> Problem to solve
List every line in the items below that contains the string "split". Case counts, so match capital and lowercase letters exactly.

------------

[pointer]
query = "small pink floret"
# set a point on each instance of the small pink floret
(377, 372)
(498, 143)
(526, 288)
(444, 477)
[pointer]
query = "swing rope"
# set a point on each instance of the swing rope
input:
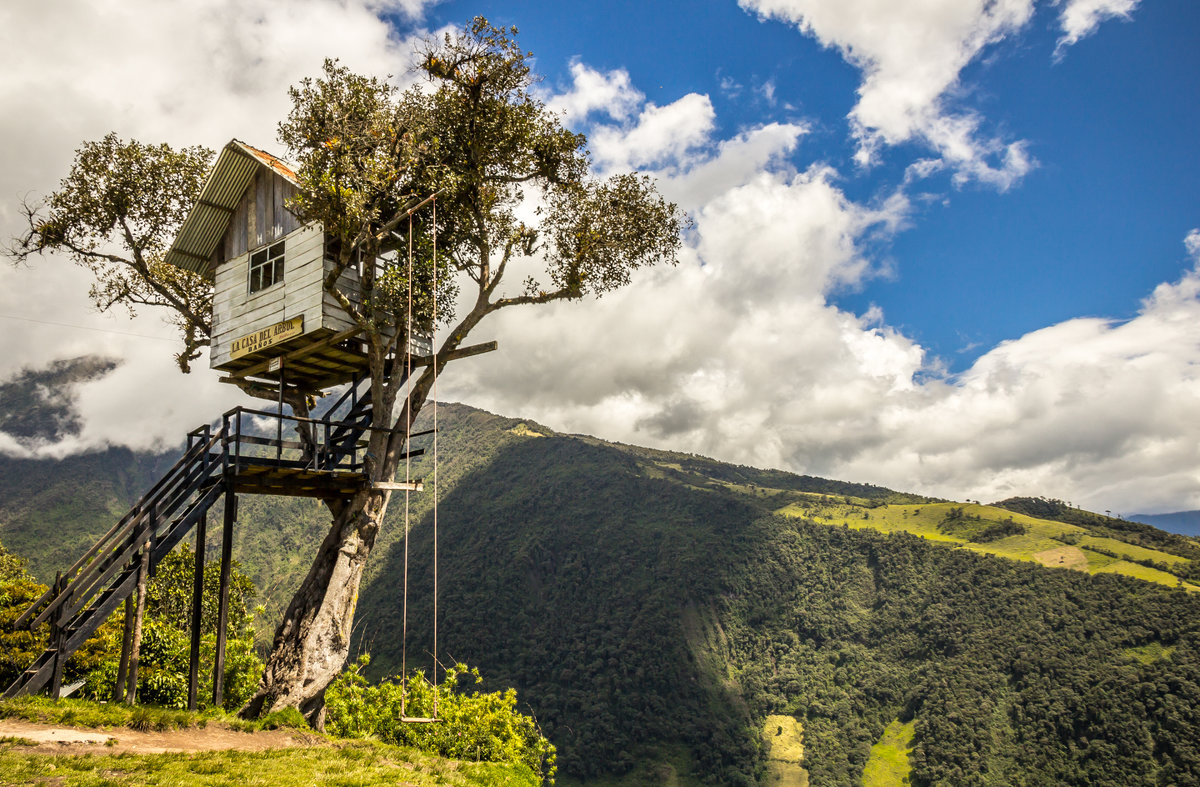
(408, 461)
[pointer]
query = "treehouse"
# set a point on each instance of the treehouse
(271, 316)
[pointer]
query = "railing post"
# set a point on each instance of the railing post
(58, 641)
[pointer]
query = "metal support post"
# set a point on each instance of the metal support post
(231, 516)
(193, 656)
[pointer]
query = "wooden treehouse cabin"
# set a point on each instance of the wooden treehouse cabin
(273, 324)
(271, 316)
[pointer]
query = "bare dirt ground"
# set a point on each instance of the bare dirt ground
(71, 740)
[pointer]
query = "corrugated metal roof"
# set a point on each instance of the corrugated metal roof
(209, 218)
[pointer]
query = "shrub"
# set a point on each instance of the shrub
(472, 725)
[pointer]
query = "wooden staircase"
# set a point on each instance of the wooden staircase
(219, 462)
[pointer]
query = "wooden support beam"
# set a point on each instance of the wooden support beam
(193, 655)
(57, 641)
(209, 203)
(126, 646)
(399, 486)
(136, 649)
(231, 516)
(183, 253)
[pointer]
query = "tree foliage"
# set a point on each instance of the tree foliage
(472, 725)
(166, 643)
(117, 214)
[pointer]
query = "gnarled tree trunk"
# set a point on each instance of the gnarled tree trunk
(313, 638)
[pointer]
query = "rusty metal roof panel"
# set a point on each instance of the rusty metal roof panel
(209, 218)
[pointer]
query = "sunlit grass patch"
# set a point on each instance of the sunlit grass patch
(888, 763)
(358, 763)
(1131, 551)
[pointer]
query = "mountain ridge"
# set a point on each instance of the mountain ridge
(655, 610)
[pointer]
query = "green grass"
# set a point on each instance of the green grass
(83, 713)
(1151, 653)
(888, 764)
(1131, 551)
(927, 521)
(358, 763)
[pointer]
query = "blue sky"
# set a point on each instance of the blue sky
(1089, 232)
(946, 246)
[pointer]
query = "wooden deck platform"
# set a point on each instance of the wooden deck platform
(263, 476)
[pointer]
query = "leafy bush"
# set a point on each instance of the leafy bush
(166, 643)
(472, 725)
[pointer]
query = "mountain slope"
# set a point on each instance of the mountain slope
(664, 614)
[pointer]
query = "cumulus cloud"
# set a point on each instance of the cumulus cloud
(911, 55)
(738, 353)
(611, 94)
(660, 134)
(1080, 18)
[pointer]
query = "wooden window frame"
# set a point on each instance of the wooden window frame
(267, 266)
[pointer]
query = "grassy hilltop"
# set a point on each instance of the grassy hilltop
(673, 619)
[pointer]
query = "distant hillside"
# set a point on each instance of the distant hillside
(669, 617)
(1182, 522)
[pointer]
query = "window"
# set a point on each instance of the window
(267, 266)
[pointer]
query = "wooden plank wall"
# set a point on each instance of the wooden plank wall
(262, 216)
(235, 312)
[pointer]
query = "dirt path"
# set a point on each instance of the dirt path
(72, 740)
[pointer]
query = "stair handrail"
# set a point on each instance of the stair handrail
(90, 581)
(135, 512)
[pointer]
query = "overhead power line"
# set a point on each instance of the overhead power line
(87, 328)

------------

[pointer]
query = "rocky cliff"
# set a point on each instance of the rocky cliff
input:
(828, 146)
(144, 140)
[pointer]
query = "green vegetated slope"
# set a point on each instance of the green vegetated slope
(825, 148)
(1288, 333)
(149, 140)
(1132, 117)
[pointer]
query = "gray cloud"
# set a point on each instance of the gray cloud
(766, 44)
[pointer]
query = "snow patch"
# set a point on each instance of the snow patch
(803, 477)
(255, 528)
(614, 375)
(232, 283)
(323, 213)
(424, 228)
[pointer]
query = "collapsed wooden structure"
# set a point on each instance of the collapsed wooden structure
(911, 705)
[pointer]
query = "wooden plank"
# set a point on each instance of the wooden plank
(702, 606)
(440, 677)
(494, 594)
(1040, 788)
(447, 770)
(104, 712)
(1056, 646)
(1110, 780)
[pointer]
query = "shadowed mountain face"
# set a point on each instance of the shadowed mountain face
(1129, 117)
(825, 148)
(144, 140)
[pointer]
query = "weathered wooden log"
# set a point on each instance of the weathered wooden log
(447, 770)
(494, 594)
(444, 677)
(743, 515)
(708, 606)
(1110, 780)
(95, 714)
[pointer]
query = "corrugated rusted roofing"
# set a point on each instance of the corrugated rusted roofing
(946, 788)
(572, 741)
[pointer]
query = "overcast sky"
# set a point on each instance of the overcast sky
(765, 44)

------------

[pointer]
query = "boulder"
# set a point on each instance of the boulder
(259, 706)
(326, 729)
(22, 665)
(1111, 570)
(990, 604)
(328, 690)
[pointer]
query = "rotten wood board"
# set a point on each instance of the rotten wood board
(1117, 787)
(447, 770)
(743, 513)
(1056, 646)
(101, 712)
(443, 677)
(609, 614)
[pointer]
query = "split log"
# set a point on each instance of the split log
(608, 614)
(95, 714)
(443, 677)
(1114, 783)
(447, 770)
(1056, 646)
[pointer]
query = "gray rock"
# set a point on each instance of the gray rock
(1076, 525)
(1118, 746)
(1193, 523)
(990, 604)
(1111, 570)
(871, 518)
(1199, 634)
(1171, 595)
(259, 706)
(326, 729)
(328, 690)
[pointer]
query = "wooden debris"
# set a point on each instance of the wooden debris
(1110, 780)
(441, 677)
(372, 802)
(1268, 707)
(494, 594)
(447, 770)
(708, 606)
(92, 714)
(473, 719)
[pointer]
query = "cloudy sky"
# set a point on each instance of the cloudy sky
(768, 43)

------------

> Result for this exercise
query = "split log"
# set a point on each instance of the split log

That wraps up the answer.